> _QUOTED PASSAGE_
The anatomic components contributing to ambulatory venous hypertension are venous valvular incompetence and luminal obstruction. Studies consistently demonstrate that the most severe postthrombotic morbidity is associated with the highest venous pressures, which occur in patients with valvular incompetence accompanied by luminal venous obstruction.16, 17 Venous obstruction is not synonymous with occlusion. Occlusion is complete obliteration of the lumen, whereas obstruction (in most patients) is relative narrowing of the lumen (Fig. 1). Unfortunately, technology has not advanced to the point that allows physicians to assess the pathophysiologic impact of partial luminal obstruction in an individual patient. Therefore, physicians often cannot put venous obstruction into proper pathophysiologic perspective in terms of its contribution to postthrombotic morbidity. Therefore, there is widespread underappreciation regarding the importance of luminal obstruction contributing to postthrombotic morbidity.

Fig. 1
(A) Ascending phlebogram in a patient who had iliofemoral DVT 10 years earlier showed chronic venous disease with “no evidence of obstruction,” as stated on the x-ray report. Three-second maximal venous outflow performed with impedance plethysmography. A classic Linton procedure, which includes ligation of the femoral vein distal to its junction with the profunda, was performed. A cross-section of the femoral vein (B) illustrates recanalisation of the femoral vein with multiple channels showing significant luminal obstruction.
Experimental observations in canine models of acute DVT demonstrated that thrombolysis preserves endothelial function and valve competence immediately and at four weeks after therapy compared with placebo. There was less residual thrombus in veins treated with a plasminogen activator, thereby preserving the vein's structural integrity.18, 19
These experimental observations translate into improved clinical outcomes as observed in a natural history study of acute DVT in patients treated with anticoagulation.20, 21, 22 These investigators found that patients with persistent proximal vein obstruction developed distal valvular incompetence, even when distal veins were not involved with thrombus.20 They confirmed that the combination of venous obstruction and valve incompetence was associated with the most severe postthrombotic morbidity.21 Spontaneous clot lysis naturally restored venous patency. Interestingly, if spontaneous lysis occurred early (within 90 days), valve function was frequently preserved.22 It is intuitive that successful elimination of thrombus (spontaneous, mechanical, or pharmacologically accelerated) will eliminate luminal obstruction and increase the likelihood of preservation of valve function. It follows that, in patients whose thrombus is resolved (or eliminated), postthrombotic morbidity will be avoided or significantly reduced.

> _WORK TO BE COMPLETED_
List every reference number cited in the passage on postthrombotic venous obstruction. The entries below are not needed.

> _DATA RECORDS_
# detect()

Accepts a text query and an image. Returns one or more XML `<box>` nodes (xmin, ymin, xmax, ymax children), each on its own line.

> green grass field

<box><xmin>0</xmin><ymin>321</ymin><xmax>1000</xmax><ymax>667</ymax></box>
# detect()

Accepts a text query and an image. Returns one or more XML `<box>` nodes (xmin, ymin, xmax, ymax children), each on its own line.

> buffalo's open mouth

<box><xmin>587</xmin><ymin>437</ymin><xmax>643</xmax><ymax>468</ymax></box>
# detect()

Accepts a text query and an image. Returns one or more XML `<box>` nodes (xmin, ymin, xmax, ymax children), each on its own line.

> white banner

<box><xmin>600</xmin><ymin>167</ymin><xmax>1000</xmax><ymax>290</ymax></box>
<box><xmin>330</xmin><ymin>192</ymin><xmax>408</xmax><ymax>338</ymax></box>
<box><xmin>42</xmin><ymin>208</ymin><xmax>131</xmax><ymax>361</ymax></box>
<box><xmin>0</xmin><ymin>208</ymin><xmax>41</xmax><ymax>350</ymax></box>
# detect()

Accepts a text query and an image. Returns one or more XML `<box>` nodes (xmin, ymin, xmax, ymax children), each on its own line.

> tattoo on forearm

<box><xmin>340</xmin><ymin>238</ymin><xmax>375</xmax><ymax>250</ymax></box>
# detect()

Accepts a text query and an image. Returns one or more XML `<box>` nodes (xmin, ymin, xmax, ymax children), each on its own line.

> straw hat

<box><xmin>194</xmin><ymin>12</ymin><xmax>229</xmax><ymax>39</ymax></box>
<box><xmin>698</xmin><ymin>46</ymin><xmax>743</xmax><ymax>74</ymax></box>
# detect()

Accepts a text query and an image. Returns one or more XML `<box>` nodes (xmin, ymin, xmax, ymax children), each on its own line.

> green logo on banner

> _EXERCISE OUTPUT_
16, 17, 18, 19, 20, 21, 22